___ DATASET RECORDS

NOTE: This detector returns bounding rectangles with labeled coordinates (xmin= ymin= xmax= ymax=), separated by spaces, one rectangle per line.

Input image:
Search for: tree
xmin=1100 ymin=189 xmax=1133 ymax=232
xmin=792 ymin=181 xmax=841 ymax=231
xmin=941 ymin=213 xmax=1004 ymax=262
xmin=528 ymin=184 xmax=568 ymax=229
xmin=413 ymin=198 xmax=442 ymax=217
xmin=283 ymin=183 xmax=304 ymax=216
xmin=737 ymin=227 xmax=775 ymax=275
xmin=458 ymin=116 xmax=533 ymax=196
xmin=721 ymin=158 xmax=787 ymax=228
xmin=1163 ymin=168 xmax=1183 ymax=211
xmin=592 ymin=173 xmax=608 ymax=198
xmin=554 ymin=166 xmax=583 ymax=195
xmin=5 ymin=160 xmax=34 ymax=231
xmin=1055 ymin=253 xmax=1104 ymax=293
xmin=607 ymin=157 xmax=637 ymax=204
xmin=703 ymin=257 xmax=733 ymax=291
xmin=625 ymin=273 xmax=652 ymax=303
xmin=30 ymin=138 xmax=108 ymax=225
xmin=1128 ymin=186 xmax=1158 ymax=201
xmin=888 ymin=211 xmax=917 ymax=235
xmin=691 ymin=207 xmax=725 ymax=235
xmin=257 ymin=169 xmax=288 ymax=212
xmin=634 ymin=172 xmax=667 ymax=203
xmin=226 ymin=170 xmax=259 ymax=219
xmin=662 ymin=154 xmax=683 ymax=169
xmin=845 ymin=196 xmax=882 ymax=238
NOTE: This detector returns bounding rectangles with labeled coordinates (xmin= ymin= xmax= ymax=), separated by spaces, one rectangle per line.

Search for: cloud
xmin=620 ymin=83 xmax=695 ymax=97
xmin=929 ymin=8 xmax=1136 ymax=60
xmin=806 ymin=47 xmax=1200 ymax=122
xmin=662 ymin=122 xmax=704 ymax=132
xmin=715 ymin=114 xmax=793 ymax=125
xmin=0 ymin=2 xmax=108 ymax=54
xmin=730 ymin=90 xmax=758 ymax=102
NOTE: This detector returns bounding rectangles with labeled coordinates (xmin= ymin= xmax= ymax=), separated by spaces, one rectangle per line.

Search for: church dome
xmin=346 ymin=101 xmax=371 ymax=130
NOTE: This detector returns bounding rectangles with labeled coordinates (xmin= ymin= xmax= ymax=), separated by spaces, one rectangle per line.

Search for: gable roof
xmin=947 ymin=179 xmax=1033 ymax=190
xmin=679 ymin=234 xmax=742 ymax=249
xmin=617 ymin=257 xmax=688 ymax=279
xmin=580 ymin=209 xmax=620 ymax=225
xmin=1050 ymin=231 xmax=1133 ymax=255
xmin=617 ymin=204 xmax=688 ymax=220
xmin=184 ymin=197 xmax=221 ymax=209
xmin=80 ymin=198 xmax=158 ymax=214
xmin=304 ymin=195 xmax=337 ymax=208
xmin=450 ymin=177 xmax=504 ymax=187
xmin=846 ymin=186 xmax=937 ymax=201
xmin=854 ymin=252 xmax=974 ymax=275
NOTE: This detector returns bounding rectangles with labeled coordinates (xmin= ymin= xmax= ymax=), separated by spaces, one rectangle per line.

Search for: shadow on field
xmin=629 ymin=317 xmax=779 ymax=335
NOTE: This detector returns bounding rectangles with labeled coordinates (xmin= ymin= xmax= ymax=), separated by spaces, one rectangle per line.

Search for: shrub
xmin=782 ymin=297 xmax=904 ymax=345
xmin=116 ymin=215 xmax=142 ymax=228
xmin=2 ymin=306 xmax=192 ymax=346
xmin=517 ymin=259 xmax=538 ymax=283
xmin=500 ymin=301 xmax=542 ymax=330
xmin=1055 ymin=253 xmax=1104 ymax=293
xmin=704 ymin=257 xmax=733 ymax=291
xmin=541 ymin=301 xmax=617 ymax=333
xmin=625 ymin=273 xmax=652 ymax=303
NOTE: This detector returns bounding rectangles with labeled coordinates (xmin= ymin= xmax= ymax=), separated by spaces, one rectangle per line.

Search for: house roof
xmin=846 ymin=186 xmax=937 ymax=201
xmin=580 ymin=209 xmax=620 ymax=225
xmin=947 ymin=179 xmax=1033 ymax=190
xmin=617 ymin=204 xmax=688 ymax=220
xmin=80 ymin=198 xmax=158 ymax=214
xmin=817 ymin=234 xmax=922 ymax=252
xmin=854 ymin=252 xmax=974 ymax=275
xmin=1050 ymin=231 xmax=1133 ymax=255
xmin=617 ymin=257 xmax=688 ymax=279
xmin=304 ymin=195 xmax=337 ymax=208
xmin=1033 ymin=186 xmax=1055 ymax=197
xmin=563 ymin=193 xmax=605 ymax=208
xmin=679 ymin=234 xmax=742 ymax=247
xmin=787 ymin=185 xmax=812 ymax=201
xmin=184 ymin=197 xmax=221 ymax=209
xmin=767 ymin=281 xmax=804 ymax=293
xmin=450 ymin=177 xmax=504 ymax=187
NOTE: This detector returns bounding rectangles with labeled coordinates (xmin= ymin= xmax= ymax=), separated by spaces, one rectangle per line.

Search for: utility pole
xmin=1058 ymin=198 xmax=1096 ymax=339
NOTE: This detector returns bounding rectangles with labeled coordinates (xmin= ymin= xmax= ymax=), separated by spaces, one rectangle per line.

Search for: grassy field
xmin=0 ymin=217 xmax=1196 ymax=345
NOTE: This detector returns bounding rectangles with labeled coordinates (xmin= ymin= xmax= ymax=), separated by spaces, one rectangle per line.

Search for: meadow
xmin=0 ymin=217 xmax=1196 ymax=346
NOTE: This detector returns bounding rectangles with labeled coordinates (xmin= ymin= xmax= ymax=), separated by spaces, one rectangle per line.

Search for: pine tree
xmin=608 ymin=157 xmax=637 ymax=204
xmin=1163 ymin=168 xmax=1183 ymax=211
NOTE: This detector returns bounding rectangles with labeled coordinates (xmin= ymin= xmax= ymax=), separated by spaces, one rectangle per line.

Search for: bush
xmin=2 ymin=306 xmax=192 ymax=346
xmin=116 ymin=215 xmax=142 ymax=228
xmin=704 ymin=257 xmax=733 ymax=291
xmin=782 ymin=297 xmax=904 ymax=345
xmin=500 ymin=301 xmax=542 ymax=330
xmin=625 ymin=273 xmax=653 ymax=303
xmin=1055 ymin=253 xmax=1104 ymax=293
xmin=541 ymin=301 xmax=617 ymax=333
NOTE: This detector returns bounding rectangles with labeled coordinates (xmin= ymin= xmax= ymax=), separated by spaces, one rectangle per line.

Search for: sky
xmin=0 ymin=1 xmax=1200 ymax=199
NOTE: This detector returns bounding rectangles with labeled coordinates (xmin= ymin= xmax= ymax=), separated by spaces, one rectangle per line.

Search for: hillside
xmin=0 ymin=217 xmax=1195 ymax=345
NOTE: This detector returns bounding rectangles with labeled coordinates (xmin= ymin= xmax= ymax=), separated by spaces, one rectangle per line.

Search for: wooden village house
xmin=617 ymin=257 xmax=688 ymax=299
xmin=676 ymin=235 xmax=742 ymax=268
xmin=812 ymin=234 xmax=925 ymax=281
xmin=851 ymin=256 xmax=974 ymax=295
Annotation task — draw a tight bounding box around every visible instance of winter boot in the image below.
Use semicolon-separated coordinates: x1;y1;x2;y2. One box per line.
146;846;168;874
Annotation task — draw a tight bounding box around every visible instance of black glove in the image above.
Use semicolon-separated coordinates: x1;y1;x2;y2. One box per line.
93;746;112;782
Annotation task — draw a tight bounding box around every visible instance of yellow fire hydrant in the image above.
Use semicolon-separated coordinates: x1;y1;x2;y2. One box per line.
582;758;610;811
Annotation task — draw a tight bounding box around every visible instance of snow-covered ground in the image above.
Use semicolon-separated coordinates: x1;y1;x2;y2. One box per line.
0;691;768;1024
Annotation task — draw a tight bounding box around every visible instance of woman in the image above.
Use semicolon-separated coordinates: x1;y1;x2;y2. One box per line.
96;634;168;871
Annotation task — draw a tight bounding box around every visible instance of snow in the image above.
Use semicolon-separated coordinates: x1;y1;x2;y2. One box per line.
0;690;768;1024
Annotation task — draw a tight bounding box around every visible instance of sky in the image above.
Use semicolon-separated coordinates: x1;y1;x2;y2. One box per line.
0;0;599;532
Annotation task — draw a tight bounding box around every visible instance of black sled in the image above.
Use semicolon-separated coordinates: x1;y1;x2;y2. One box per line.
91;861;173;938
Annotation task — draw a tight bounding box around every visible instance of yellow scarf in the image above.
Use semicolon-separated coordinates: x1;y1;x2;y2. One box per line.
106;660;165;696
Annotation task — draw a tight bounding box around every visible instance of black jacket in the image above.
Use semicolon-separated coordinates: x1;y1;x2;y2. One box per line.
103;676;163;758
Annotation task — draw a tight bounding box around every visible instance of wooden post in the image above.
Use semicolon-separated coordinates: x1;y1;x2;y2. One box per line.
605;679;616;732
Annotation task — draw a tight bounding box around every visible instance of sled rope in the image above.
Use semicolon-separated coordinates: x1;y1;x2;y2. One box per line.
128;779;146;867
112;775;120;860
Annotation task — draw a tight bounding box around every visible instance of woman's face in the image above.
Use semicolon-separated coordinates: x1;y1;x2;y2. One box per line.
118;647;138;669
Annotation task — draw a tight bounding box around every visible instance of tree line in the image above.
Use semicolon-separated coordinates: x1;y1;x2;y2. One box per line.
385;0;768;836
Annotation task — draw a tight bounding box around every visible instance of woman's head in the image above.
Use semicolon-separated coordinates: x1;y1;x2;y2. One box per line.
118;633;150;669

______

» **GOAL**
Rewrite everything from the start of the rows down to the line containing "xmin=730 ymin=90 xmax=758 ymax=102", swapping "Search for" for "Look for" and leaving the rest as it is.

» **THE RESPONSE**
NOTE: This detector returns bounding rectangles with labeled coordinates (xmin= ymin= xmax= ymax=), separated by spaces, one rectangle per line.

Input image:
Look for: tree
xmin=1100 ymin=189 xmax=1133 ymax=232
xmin=792 ymin=181 xmax=841 ymax=231
xmin=941 ymin=213 xmax=1004 ymax=262
xmin=528 ymin=184 xmax=568 ymax=229
xmin=413 ymin=198 xmax=442 ymax=217
xmin=283 ymin=183 xmax=304 ymax=216
xmin=737 ymin=227 xmax=775 ymax=275
xmin=458 ymin=116 xmax=533 ymax=196
xmin=721 ymin=158 xmax=787 ymax=228
xmin=1163 ymin=168 xmax=1183 ymax=211
xmin=592 ymin=173 xmax=608 ymax=198
xmin=554 ymin=166 xmax=583 ymax=195
xmin=5 ymin=160 xmax=34 ymax=231
xmin=1055 ymin=253 xmax=1104 ymax=293
xmin=607 ymin=157 xmax=637 ymax=204
xmin=703 ymin=257 xmax=733 ymax=291
xmin=625 ymin=273 xmax=652 ymax=303
xmin=30 ymin=138 xmax=108 ymax=225
xmin=1128 ymin=186 xmax=1158 ymax=201
xmin=888 ymin=211 xmax=917 ymax=235
xmin=691 ymin=207 xmax=725 ymax=235
xmin=257 ymin=169 xmax=288 ymax=212
xmin=634 ymin=172 xmax=667 ymax=203
xmin=226 ymin=170 xmax=259 ymax=219
xmin=662 ymin=154 xmax=683 ymax=169
xmin=845 ymin=196 xmax=882 ymax=238
NOTE: This detector returns bounding rectangles with labeled coordinates (xmin= ymin= xmax= ymax=), separated by spaces, one rectangle per line.

Look for: cloud
xmin=620 ymin=83 xmax=695 ymax=97
xmin=929 ymin=8 xmax=1136 ymax=60
xmin=806 ymin=47 xmax=1200 ymax=122
xmin=662 ymin=122 xmax=704 ymax=132
xmin=715 ymin=114 xmax=793 ymax=125
xmin=0 ymin=2 xmax=108 ymax=54
xmin=730 ymin=90 xmax=758 ymax=102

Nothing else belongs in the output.